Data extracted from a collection
- Opening Delimiter -

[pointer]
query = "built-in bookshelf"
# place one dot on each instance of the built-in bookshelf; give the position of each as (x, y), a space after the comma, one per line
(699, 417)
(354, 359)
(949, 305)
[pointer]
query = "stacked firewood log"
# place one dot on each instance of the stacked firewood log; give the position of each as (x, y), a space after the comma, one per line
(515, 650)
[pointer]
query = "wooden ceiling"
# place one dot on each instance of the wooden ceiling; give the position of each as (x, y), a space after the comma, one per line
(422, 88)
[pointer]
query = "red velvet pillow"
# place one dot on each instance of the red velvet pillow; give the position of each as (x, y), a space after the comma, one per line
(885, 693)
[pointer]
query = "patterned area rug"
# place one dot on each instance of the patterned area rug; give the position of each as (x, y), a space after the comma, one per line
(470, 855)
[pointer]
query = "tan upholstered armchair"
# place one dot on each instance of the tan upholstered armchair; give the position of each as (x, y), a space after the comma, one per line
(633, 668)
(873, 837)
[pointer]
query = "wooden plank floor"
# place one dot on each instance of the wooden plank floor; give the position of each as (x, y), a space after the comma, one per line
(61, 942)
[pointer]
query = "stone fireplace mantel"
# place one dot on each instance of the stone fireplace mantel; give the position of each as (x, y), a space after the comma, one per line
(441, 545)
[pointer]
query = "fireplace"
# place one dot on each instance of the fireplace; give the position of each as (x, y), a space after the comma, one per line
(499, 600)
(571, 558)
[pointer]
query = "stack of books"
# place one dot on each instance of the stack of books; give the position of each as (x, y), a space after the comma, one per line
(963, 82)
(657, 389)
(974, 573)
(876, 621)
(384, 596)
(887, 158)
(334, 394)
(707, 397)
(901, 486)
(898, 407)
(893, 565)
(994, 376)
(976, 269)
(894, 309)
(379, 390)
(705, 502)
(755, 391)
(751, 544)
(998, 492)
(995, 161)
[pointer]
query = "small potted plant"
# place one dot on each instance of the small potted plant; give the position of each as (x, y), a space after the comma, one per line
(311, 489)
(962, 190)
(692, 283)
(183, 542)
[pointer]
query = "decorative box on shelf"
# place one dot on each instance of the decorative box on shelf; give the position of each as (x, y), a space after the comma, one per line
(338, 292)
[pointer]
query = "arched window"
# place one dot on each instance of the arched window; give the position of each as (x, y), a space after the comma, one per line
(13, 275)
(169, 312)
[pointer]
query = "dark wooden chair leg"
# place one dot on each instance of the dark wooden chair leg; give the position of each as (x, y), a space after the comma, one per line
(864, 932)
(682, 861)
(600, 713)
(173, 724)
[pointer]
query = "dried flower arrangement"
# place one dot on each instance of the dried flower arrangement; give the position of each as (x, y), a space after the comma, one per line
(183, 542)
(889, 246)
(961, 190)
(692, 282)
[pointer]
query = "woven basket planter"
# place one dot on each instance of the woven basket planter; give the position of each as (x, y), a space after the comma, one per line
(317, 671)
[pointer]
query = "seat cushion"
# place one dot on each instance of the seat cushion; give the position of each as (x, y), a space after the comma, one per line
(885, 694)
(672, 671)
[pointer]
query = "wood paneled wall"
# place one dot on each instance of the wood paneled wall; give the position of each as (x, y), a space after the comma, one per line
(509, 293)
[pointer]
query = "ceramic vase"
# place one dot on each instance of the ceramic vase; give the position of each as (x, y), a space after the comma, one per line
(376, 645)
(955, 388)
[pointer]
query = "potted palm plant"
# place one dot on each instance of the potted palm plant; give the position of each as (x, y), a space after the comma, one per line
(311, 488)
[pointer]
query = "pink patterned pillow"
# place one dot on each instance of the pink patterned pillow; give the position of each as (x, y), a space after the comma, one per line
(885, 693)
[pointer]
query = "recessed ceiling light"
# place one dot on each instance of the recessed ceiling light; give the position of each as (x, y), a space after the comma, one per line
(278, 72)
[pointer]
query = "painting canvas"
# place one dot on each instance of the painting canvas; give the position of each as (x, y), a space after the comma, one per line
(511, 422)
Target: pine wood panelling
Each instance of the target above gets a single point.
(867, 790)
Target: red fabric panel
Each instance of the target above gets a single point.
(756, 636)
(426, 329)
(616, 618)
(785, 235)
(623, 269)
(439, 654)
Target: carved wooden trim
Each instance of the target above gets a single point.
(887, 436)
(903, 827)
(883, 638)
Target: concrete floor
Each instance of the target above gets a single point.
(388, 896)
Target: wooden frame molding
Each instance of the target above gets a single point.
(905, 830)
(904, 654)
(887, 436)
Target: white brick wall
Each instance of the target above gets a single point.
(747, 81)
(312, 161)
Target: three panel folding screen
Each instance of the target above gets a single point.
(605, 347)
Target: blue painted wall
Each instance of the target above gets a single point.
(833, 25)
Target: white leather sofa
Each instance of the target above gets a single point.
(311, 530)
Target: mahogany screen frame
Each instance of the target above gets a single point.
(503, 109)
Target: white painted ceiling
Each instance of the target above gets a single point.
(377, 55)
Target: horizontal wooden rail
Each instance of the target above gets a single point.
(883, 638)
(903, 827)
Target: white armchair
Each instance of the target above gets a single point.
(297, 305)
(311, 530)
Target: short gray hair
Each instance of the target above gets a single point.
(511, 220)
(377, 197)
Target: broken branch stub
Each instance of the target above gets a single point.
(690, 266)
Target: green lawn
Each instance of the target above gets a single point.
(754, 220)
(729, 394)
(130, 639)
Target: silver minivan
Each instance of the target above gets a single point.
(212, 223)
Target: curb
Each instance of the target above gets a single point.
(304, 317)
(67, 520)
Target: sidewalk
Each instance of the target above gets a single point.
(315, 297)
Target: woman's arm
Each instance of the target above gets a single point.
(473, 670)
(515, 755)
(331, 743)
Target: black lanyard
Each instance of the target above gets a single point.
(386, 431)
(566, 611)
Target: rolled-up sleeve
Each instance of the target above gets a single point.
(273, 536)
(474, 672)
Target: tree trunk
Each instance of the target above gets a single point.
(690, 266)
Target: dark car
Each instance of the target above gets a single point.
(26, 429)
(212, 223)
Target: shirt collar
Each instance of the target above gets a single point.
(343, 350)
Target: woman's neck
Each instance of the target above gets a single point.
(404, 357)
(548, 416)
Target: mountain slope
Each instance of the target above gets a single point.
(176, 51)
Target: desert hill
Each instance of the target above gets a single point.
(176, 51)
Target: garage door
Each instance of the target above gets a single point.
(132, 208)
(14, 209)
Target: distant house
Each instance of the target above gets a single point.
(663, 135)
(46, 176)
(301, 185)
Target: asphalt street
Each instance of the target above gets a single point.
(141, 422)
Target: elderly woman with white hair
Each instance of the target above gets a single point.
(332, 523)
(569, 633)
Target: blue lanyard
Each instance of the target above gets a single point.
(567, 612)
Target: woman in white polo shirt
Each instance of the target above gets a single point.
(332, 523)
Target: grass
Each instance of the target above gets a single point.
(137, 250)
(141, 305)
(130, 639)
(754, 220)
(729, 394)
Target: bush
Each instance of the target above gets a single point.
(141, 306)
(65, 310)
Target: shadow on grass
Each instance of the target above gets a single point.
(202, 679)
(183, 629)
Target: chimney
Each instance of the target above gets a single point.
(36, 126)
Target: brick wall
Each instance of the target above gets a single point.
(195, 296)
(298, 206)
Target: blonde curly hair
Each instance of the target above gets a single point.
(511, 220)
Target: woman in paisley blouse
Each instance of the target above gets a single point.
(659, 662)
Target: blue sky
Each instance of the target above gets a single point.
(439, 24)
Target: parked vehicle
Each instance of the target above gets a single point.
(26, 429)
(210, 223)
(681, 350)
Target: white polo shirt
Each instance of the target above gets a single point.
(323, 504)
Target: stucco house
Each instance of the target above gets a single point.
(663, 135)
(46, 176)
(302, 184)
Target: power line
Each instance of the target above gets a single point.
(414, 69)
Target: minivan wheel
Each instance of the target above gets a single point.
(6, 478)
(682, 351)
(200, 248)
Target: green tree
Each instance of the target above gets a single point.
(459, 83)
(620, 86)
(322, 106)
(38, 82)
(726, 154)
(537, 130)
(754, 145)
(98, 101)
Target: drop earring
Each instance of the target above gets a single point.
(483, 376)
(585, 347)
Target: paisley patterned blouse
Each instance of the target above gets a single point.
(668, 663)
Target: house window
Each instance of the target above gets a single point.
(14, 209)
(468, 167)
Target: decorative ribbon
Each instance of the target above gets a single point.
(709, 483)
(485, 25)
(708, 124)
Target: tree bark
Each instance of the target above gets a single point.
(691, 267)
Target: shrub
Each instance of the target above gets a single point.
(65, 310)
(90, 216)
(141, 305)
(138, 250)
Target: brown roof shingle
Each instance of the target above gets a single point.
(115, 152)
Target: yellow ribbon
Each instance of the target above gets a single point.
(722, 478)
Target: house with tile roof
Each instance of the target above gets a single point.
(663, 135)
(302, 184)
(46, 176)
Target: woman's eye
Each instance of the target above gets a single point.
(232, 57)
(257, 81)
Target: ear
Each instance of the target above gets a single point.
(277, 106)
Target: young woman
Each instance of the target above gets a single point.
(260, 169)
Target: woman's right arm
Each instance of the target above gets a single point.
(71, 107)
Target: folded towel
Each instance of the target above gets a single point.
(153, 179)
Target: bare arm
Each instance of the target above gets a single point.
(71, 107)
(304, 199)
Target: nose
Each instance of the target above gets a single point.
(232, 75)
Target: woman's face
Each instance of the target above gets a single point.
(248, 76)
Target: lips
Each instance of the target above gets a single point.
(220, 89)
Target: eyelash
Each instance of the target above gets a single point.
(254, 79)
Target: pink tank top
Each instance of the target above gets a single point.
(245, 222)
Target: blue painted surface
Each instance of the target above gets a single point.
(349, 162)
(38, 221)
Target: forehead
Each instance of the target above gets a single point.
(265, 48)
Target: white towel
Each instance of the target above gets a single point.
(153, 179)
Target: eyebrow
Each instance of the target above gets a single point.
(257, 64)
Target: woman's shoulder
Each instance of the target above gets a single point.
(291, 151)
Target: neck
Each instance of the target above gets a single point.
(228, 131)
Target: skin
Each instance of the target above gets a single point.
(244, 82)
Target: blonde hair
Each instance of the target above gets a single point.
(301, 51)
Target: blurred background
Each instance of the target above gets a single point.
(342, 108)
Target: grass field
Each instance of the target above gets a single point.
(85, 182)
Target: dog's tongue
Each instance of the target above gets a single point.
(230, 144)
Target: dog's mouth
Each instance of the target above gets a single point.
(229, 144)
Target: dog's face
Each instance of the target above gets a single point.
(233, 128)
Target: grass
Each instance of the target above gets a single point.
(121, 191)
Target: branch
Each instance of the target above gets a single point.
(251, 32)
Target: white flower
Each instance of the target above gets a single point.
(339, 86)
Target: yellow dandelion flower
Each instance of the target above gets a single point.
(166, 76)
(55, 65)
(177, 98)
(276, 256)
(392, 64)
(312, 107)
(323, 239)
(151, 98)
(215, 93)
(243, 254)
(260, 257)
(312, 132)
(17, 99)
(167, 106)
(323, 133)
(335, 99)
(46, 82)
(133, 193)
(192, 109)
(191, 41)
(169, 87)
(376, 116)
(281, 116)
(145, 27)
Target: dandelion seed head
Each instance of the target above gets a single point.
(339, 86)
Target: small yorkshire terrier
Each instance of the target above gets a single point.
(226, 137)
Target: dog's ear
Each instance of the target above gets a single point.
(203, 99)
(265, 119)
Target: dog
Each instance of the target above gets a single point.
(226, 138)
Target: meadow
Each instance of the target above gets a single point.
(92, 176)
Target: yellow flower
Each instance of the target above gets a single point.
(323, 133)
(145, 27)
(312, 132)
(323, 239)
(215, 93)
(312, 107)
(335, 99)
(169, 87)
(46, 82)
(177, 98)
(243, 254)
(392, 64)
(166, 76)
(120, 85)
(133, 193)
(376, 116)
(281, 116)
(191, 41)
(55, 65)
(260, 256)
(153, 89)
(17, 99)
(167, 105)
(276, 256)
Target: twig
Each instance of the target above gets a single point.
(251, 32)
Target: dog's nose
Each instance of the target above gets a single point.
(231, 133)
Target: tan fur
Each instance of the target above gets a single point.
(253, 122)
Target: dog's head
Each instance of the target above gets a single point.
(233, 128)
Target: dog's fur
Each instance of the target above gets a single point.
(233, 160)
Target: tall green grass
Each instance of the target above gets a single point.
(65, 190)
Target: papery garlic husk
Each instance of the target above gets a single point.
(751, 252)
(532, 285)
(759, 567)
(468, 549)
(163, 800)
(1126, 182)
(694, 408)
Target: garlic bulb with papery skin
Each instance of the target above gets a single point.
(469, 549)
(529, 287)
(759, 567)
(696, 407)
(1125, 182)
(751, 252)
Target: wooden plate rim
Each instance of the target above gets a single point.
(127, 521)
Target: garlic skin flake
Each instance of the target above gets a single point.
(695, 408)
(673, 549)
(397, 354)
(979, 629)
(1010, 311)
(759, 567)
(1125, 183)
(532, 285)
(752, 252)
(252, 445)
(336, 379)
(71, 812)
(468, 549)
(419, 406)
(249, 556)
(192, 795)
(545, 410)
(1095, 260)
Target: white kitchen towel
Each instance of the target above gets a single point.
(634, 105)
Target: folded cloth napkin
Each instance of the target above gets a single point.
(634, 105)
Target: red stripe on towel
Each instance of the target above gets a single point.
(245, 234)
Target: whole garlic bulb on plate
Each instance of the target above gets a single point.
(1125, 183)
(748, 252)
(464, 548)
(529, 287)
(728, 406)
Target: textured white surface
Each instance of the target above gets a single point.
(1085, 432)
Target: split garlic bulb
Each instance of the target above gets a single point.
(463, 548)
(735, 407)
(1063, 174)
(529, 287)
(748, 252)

- Closing Delimiter -

== What you are asked to do ==
Taking the lines above, repeat exactly those from the line that contains "Target: dog's ear" through the line that contains "Target: whole garlic bulb on plate", and both of those lines as well. Include nothing else.

== Result ==
Target: dog's ear
Each instance of the target above gets a single point.
(203, 99)
(265, 119)
Target: dog
Each instance of the target above gets a single point.
(226, 138)
Target: meadow
Each instance of the target above gets a single point.
(92, 176)
Target: yellow flower
Each instance of the target above gets a single point.
(323, 133)
(145, 27)
(312, 132)
(323, 239)
(215, 93)
(312, 107)
(335, 99)
(169, 87)
(46, 82)
(177, 98)
(243, 254)
(392, 64)
(166, 76)
(120, 85)
(133, 193)
(376, 116)
(281, 116)
(191, 41)
(55, 65)
(260, 256)
(153, 89)
(17, 99)
(167, 105)
(276, 256)
Target: twig
Each instance of the target above gets a single point.
(251, 32)
Target: dog's nose
Each instance of the target above gets a single point.
(231, 133)
Target: tan fur
Each instance of the target above gets a single point.
(253, 122)
Target: dog's head
Each instance of the target above gets a single point.
(233, 128)
Target: dog's fur
Each instance of the target above gets a single point.
(233, 160)
Target: tall green grass
Each instance of the target above gets a single point.
(65, 190)
Target: papery garlic husk
Each instance of the target above gets a single point.
(751, 252)
(532, 285)
(759, 567)
(468, 549)
(163, 800)
(1126, 182)
(694, 408)
Target: garlic bulb with papery skin
Each instance of the target above gets a single point.
(469, 549)
(529, 287)
(759, 567)
(696, 407)
(1125, 182)
(751, 252)
Target: wooden plate rim
Each instance of the target above gets a single point.
(127, 521)
Target: garlic skin flake
Each instance of the target above gets a single point.
(695, 408)
(673, 549)
(397, 354)
(979, 629)
(1010, 311)
(759, 567)
(1125, 183)
(532, 285)
(752, 252)
(252, 445)
(336, 379)
(71, 812)
(468, 549)
(419, 406)
(249, 556)
(192, 795)
(545, 410)
(1095, 260)
Target: white kitchen towel
Each instance of the target above gets a single point.
(634, 105)
Target: folded cloth napkin
Each instance of the target above gets a single point.
(634, 105)
Target: red stripe on towel
Each instance of the target above gets a single point.
(245, 234)
Target: whole garlic bulb on plate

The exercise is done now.